# To do
From the text on monitoring a parent's care in assisted living, extract the passage starting with "Simple phone calls" and going on through "are being ignored.", copying it word for word.
Top of Text segment
Assisted Living

If you’ve been your aging parent’s caregiver for a while, it can be an emotional decision to turn that responsibility over to an assisted living facility. And if you’re in a situation where you can’t visit your parent often, you may worry that they’re not getting the care they need. Whether it’s because of quarantine or stay-at-home orders – or because you live in another part of the state or the country – it’s tough to trust someone else with your parent’s care. Here are a few ways to monitor your parent’s safety and treatment and make sure they’re being cared for in assisted living.

Call Your Parent Often

Simple phone calls with your parent can help you assess the situation at the assisted living facility. Ask about their day and see whether they mention meals or other day-to-day events like bathing, taking medication, and attending recreational events. Take note of any mood changes or any comments that may suggest they’re not getting the care they need.

One of the most common complaints in assisted living and nursing homes is staff failing to answer a resident’s call for assistance. If your parent mentions that they’ve asked for help ­– maybe they have a call light to request assistance—but no one came, that’s a complaint to take seriously, and can mean that residents’ calls are being ignored.

Another common complaint is the general attitude of the staff. According to Amity Overall-Laib, director of the National Long-Term Care Ombudsman Resource Center, a common issue in assisted living is staff “not treating residents with dignity and respect and providing individualized care.” Ask your parent if they’re being treated well, if the staff is nice to them, or if they have a favorite nurse or other employee. A hesitation or an uncertain answer, even if they’re hedging because don’t want you to worry, might signal a problem. You can then call the facility administration with any concerns or issues (more about that later).

Use Technology to “Visit” Their Room

Consider using Apple’s FaceTime, Skype, Google Hangouts or another video chat program to make a video call. Make sure that your parent knows how to use this technology, or arrange with a neighbor, friend, or staff member to help them out with it. Use this time to check for any changes in your parent’s appearance or attitude. Sudden weight gain or loss could signal an issue with their care. Looking disheveled or unkempt, especially if they’ve always taken good care of themselves, could mean something is wrong, too.
Bottom of Text segment
Top of Data for analysis
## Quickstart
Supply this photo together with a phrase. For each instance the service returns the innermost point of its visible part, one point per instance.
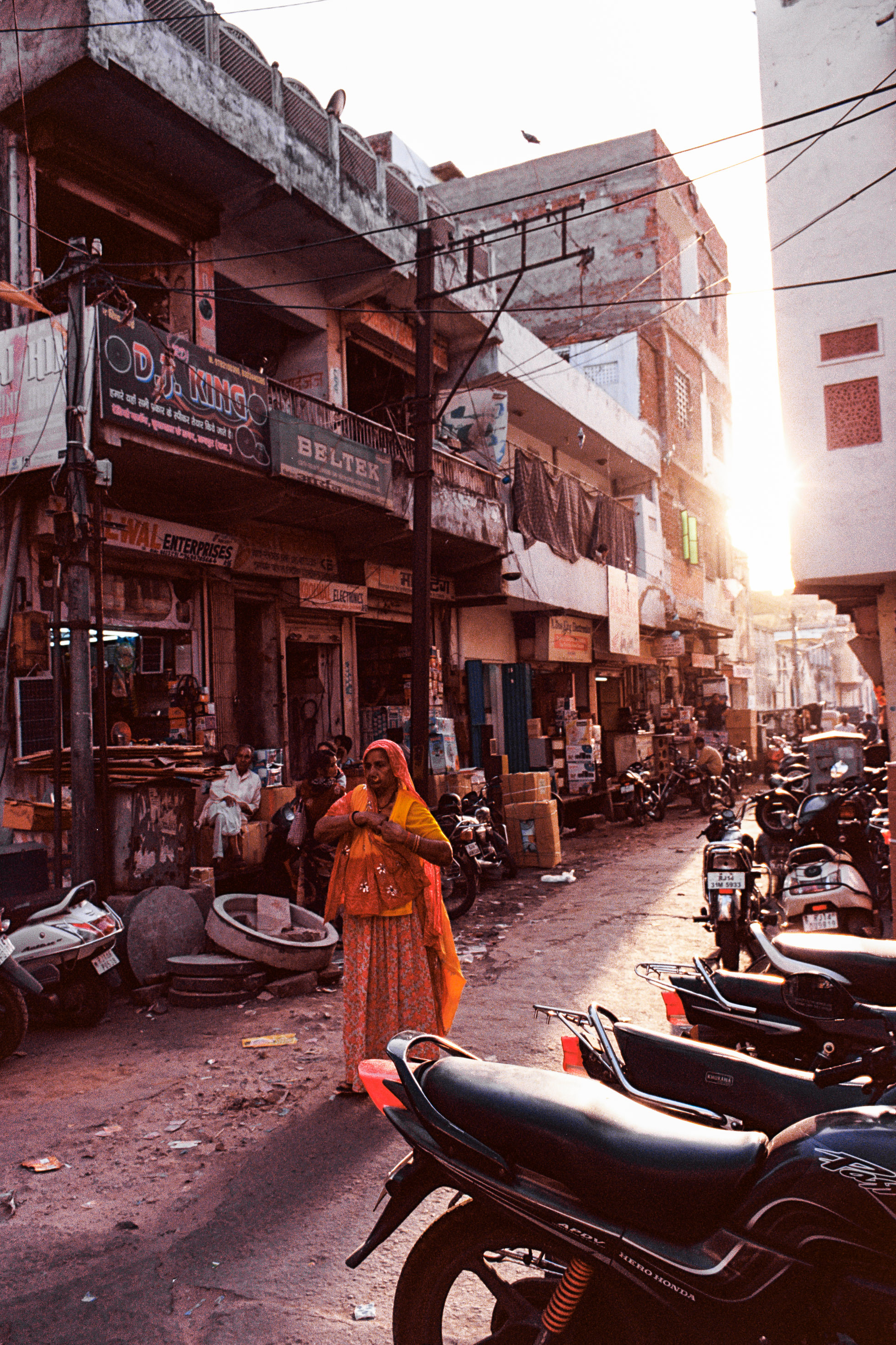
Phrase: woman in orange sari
(401, 968)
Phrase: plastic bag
(299, 829)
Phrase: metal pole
(84, 820)
(57, 727)
(103, 727)
(420, 611)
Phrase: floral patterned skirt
(388, 986)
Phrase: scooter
(731, 892)
(709, 1084)
(584, 1216)
(774, 1014)
(68, 948)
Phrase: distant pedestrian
(401, 968)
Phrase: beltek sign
(322, 458)
(169, 388)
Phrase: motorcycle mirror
(816, 997)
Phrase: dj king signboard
(170, 389)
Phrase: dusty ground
(244, 1237)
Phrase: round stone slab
(162, 923)
(183, 1000)
(212, 965)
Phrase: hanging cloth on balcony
(572, 518)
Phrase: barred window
(683, 399)
(852, 413)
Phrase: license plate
(106, 961)
(821, 921)
(725, 880)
Bottom of Data for analysis
# Exercise output
Simple phone calls with your parent can help you assess the situation at the assisted living facility. Ask about their day and see whether they mention meals or other day-to-day events like bathing, taking medication, and attending recreational events. Take note of any mood changes or any comments that may suggest they’re not getting the care they need.

One of the most common complaints in assisted living and nursing homes is staff failing to answer a resident’s call for assistance. If your parent mentions that they’ve asked for help ­– maybe they have a call light to request assistance—but no one came, that’s a complaint to take seriously, and can mean that residents’ calls are being ignored.